:: TEXT TO READ ::
Two little girls with pink foam curlers in their hair are turning handsprings down the hallway of the Orlando Convention Center. A teenager in a gold cat suit is sinking into splits. Cloggers are flouncing in patchwork petticoats, clowns are practicing chorus-line kicks, and a 13-year-old Charlie Chaplin is waddling around her plastic cane.

At the end of the hall, near the stage door, Marge Friel slumps against the wall. She slips off her canvas sandals and sighs. Then she closes her eyes and lifts her left foot. Slowly, with both hands, she starts massaging her tired toes.

That hike from the hotel stole her wind. She and her husband tried to stay close to the convention center so they wouldn't have to drive, but they didn't stay close enough. The walk to the Dynamite National Talent Competition turned out to be a mile. (At least it felt that far in the Florida heat.) It's a Thursday afternoon in late July, just before 1 o'clock

Judging starts in half an hour.

:: EXERCISES ::
A – Turn the paragraph of the talent-competition passage that begins "Two little girls with pink foam curlers" into a bulleted list that keeps its main facts.
B – Answer these questions from the talent-competition passage, one line each:
(i) What color is the teenager's cat suit?
(ii) What kind of sandals does Marge Friel slip off?
(iii) How long did the walk to the Dynamite National Talent Competition turn out to be?
C – Transcribe the talent-competition passage between "That hike from" and "half an hour.", inclusive.

:: DATA ROWS ::
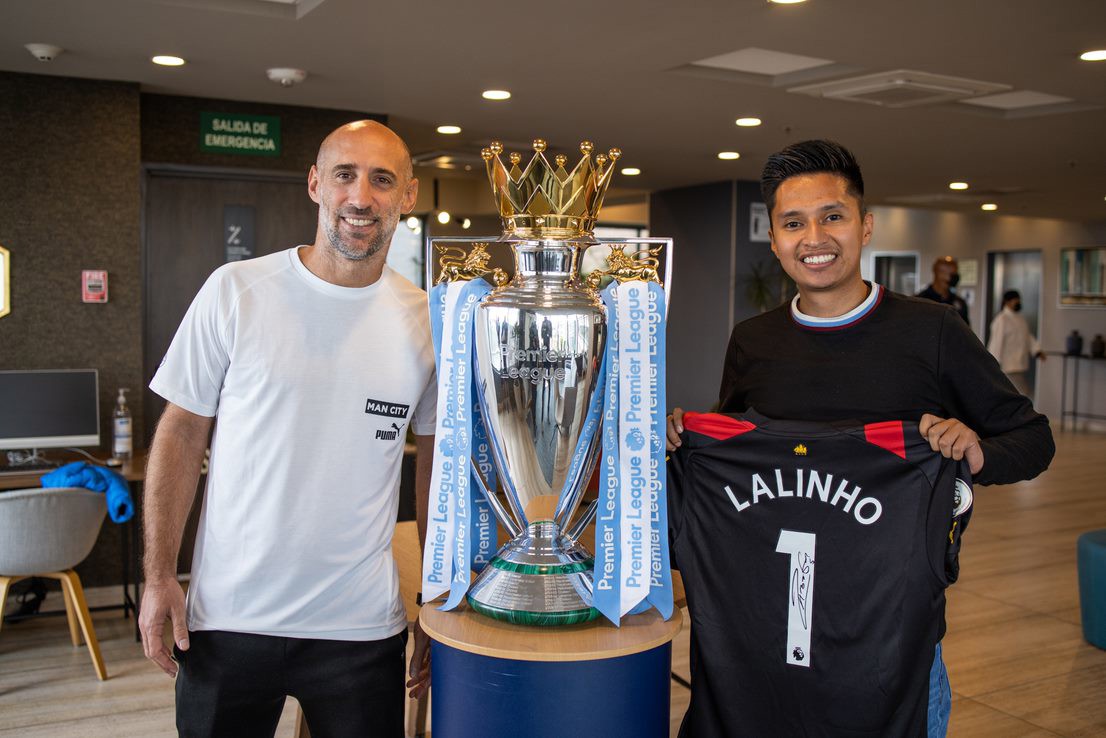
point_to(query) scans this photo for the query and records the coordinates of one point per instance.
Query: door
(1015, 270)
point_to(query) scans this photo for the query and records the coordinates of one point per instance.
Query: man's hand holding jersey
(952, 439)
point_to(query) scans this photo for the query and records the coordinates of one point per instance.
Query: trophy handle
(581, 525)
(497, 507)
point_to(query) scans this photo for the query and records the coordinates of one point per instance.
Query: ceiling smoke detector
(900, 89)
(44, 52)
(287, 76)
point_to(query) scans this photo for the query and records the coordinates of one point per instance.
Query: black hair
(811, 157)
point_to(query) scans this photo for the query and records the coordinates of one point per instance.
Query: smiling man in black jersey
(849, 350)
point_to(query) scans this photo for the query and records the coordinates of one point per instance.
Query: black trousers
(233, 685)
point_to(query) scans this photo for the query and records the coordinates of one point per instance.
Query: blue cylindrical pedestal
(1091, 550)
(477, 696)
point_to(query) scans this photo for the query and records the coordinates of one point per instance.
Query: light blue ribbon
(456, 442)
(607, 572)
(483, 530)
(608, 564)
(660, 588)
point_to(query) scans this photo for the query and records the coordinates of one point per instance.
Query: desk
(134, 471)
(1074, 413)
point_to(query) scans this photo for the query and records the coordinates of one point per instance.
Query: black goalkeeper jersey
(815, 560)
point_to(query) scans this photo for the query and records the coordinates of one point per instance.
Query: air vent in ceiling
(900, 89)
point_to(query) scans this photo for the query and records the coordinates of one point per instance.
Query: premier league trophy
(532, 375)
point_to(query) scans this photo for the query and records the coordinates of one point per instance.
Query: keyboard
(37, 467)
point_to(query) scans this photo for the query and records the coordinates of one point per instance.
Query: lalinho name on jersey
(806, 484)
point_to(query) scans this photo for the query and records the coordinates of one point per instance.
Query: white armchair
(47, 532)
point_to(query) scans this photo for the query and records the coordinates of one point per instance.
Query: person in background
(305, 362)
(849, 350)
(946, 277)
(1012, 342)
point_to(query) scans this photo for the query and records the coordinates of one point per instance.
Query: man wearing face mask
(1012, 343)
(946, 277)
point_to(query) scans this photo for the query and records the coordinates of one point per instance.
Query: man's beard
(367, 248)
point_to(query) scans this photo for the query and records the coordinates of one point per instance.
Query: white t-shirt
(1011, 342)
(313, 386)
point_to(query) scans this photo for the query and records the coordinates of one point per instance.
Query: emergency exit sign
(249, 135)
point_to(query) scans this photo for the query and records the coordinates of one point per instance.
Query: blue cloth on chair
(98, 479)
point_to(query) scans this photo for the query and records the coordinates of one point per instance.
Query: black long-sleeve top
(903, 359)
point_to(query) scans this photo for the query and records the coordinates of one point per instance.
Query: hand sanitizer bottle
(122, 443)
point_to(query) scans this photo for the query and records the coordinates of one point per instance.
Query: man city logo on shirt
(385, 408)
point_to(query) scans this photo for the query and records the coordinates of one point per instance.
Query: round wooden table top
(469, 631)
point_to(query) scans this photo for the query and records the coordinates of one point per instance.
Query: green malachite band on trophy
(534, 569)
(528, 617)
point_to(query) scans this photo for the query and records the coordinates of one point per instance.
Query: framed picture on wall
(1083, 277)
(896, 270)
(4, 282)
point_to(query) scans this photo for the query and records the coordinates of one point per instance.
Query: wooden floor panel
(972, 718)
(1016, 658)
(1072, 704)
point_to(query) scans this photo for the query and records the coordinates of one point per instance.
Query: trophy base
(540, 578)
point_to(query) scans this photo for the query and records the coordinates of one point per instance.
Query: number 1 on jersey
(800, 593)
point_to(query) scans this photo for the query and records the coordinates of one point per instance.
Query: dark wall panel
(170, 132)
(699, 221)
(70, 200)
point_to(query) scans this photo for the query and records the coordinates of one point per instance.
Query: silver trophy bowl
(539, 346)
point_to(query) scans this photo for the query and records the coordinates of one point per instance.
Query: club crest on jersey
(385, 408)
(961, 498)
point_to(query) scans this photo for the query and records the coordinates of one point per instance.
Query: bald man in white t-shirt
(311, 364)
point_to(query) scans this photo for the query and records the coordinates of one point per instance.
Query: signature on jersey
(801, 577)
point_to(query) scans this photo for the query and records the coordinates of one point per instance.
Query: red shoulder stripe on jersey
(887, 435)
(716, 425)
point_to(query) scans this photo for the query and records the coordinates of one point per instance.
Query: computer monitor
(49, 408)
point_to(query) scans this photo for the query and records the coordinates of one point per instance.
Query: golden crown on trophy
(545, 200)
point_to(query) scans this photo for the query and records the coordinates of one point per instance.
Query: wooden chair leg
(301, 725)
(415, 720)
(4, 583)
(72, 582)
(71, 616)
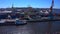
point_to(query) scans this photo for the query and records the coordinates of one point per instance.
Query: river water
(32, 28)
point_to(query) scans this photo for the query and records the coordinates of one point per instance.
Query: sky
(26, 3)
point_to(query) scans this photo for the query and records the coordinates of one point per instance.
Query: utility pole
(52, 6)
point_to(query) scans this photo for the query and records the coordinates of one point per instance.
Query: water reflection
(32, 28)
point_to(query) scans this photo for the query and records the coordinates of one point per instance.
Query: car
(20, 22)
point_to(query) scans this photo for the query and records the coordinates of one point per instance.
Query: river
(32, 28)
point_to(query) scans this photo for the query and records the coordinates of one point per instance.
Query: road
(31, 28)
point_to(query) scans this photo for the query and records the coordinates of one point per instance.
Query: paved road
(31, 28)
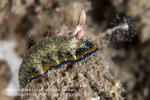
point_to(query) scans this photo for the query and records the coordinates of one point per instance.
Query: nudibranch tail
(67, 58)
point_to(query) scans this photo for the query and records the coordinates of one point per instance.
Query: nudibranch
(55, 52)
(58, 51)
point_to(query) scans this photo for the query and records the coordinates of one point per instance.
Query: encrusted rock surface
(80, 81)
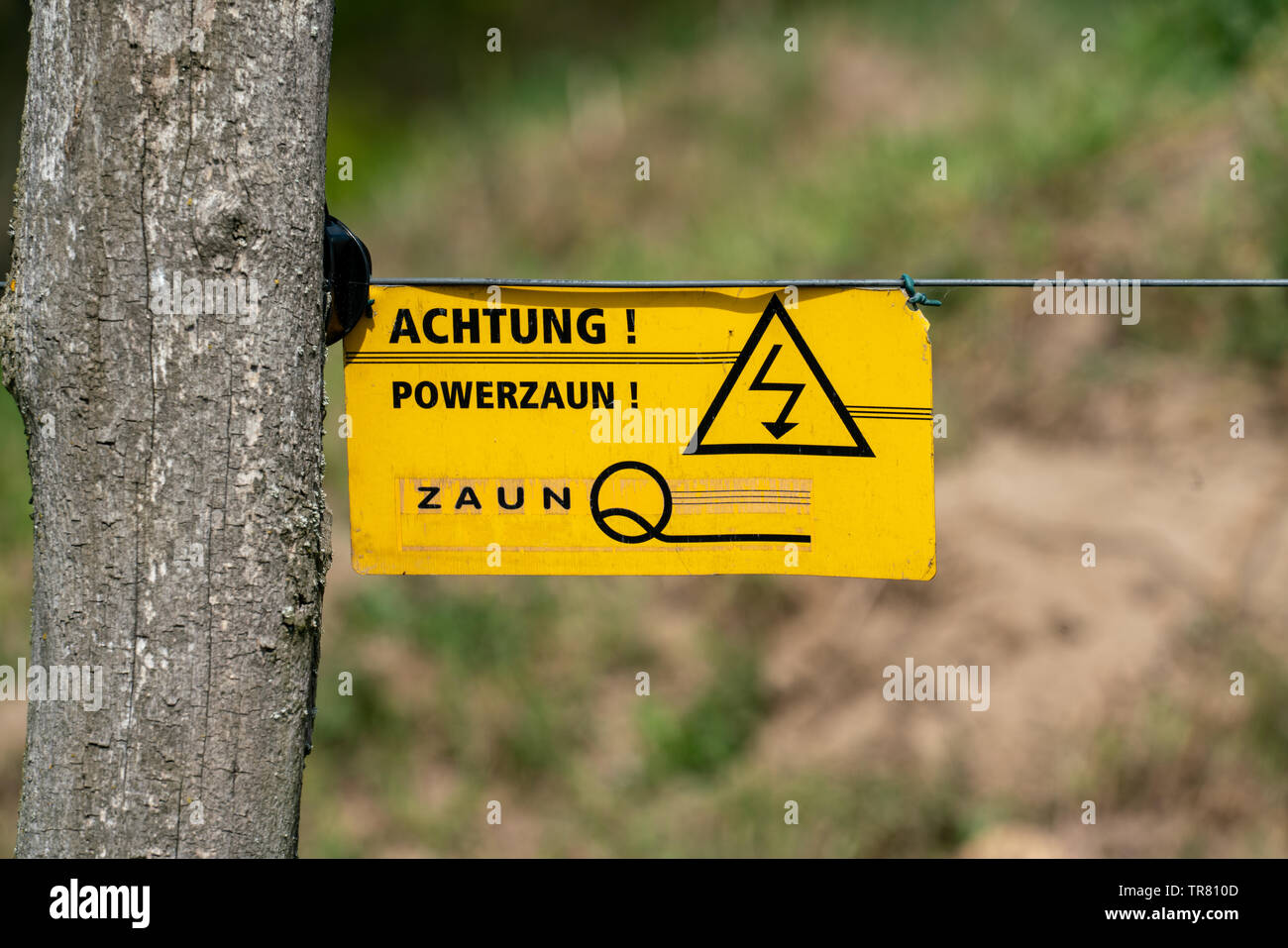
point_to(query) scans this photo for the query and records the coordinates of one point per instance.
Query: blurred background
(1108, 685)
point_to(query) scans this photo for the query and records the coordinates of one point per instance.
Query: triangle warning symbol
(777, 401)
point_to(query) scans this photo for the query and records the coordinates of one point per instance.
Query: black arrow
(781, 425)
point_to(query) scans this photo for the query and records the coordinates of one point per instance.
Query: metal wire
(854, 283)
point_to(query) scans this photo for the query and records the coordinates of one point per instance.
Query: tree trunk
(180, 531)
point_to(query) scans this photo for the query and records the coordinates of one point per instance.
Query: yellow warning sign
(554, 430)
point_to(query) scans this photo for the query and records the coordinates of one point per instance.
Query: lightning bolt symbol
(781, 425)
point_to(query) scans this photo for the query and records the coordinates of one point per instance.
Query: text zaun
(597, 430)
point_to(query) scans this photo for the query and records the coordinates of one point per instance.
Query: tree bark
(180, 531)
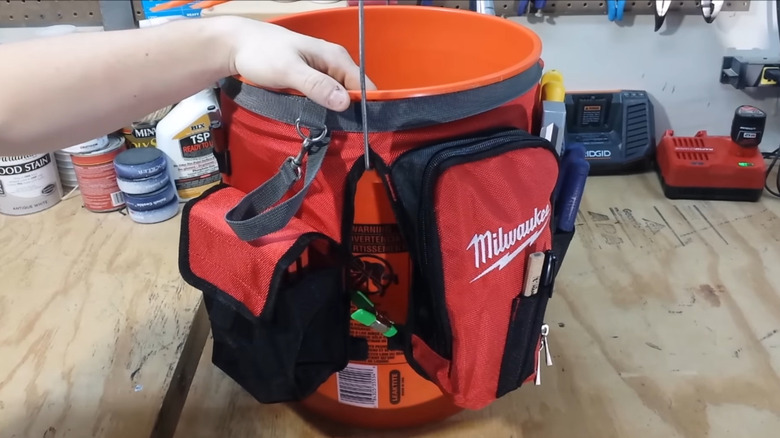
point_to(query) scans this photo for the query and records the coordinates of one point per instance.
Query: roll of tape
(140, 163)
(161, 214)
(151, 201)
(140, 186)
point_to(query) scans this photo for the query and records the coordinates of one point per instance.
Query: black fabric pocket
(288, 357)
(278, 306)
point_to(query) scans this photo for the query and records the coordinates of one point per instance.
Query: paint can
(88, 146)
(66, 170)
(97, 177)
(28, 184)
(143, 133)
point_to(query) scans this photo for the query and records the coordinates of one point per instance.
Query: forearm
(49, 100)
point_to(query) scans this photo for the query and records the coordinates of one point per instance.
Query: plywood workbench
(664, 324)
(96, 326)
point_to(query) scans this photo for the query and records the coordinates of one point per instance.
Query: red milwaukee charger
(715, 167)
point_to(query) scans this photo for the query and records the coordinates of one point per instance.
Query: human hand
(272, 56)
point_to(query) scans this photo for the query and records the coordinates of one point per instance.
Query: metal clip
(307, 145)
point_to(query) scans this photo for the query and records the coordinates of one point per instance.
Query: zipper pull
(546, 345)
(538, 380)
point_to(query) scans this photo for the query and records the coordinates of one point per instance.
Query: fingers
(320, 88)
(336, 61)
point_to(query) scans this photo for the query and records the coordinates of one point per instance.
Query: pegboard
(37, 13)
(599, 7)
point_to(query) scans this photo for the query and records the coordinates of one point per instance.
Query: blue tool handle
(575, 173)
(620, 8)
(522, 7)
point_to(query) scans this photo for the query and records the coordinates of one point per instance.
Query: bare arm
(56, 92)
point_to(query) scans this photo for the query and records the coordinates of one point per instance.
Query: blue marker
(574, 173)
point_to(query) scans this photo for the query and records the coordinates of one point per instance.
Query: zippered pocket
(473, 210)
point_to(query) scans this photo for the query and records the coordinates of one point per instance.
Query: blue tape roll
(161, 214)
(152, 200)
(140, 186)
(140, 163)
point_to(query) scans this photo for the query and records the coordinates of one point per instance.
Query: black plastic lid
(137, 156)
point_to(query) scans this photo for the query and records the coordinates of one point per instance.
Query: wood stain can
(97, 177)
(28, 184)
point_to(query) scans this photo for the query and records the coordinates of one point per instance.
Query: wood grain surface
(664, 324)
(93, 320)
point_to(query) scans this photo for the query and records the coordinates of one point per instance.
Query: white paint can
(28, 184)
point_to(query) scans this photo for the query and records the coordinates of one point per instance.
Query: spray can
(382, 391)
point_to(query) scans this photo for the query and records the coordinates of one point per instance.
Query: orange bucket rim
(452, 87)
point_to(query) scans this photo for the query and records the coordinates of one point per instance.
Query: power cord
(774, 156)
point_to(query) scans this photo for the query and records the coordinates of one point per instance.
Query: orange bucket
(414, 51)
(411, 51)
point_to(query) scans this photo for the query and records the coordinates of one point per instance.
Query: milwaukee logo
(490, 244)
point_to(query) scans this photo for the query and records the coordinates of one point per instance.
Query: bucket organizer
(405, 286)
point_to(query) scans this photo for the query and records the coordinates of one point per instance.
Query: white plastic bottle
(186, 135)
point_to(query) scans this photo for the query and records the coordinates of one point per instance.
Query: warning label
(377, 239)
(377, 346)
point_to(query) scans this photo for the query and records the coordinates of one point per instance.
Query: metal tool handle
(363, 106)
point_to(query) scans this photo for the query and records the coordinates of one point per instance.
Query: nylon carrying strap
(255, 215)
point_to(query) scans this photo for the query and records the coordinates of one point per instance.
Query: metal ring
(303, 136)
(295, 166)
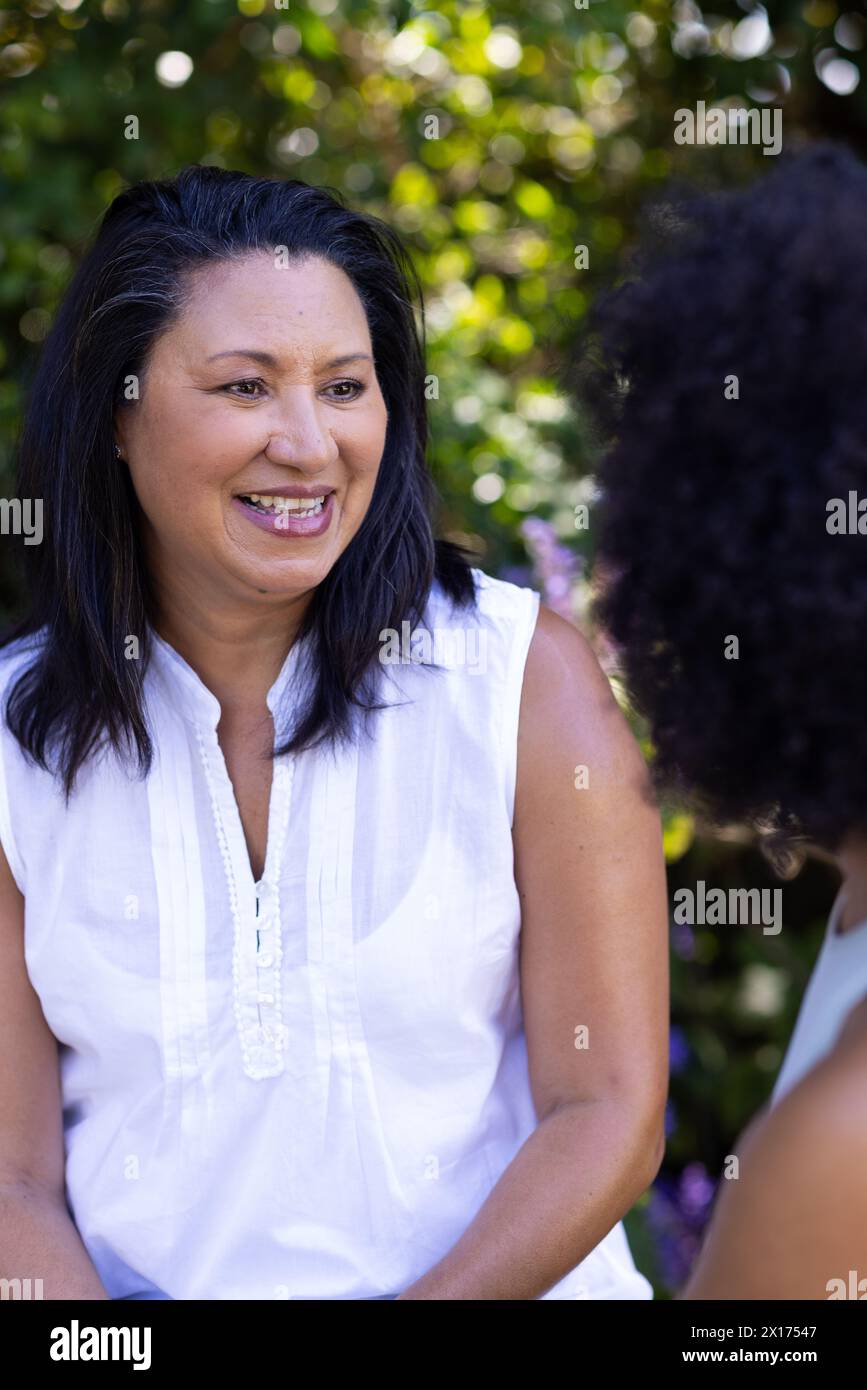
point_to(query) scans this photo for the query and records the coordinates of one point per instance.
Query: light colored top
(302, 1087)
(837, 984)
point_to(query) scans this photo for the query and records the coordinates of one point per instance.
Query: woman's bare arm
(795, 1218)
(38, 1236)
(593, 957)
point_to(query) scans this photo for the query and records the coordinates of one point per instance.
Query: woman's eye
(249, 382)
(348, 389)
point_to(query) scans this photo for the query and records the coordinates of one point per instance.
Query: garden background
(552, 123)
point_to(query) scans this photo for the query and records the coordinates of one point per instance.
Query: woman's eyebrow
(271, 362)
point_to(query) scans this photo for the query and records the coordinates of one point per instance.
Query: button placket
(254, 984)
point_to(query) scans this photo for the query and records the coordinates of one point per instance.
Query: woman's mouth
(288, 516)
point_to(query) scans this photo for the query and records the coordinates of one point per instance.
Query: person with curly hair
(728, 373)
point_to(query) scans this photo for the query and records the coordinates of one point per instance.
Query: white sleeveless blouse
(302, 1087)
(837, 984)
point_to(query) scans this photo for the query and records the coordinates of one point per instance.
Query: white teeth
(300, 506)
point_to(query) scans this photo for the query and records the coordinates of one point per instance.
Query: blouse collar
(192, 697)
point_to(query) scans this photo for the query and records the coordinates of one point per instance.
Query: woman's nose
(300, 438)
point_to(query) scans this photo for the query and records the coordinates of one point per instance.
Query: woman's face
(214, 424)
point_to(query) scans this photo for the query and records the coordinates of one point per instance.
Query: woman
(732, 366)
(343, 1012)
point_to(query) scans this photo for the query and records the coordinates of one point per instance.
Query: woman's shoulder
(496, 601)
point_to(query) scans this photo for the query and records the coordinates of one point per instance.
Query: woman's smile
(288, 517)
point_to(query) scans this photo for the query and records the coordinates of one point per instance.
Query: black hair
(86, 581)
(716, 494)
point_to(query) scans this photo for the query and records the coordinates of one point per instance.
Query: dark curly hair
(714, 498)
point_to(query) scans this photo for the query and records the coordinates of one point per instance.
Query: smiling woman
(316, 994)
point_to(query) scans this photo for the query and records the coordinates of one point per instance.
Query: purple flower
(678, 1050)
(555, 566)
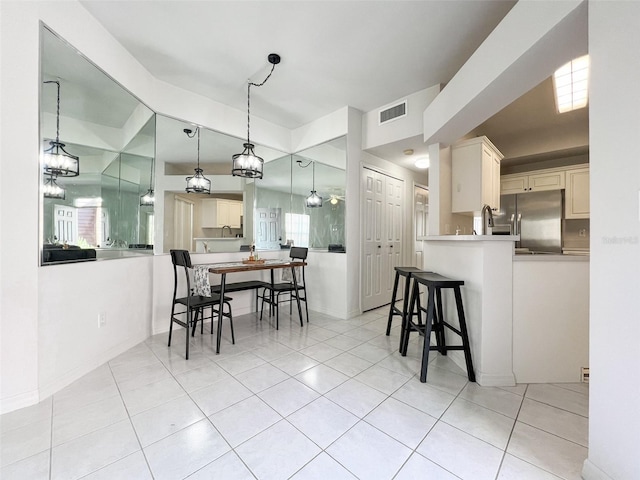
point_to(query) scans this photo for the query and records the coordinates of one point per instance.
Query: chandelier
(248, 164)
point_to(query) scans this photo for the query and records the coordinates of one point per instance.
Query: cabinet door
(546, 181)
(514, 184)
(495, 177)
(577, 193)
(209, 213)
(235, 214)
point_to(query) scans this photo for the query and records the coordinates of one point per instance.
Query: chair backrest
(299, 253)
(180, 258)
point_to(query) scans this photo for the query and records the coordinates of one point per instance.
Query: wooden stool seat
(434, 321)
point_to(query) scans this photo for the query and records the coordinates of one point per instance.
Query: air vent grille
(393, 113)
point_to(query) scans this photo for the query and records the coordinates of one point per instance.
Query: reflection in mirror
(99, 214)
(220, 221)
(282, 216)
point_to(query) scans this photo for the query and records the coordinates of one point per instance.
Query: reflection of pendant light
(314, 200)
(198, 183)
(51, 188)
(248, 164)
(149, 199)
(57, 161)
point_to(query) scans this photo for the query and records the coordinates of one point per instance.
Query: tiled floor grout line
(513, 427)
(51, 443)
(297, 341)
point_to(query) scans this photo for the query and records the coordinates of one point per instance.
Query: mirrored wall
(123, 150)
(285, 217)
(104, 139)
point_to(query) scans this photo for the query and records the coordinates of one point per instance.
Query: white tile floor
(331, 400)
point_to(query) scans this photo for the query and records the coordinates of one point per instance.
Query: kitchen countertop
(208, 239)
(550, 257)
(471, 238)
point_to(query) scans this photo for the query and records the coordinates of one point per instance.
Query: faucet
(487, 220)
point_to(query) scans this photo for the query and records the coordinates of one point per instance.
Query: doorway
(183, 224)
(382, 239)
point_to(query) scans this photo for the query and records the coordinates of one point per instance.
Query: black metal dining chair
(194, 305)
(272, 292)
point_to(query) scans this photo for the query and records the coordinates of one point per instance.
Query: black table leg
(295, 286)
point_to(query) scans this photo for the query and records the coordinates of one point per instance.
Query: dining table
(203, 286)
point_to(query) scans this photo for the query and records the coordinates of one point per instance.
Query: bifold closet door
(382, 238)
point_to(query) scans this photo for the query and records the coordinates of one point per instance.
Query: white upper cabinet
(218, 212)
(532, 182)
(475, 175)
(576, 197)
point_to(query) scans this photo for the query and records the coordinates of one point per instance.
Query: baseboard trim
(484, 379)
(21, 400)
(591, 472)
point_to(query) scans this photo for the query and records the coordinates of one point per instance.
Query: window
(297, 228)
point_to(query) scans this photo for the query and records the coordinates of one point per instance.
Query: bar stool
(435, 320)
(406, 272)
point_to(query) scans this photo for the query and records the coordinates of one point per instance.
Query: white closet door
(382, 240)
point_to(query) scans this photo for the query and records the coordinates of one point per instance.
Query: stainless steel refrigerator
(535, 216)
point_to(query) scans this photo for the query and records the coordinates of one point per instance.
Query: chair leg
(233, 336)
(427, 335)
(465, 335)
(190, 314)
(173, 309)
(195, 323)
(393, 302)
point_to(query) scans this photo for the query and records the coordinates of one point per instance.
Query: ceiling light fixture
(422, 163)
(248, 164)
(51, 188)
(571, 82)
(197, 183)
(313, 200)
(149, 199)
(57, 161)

:: PROBLEM SOLUTIONS ::
A –
- Two little girls in pink foam curlers are turning handsprings down the hallway of the Orlando Convention Center.
- A teenager in a gold cat suit is sinking into splits.
- Cloggers are flouncing in patchwork petticoats.
- Clowns are practicing chorus-line kicks.
- A 13-year-old dressed as Charlie Chaplin is waddling around her plastic cane.

B –
(i) Gold
(ii) Canvas sandals
(iii) A mile

C –
That hike from the hotel stole her wind. She and her husband tried to stay close to the convention center so they wouldn't have to drive, but they didn't stay close enough. The walk to the Dynamite National Talent Competition turned out to be a mile. (At least it felt that far in the Florida heat.) It's a Thursday afternoon in late July, just before 1 o'clock

Judging starts in half an hour.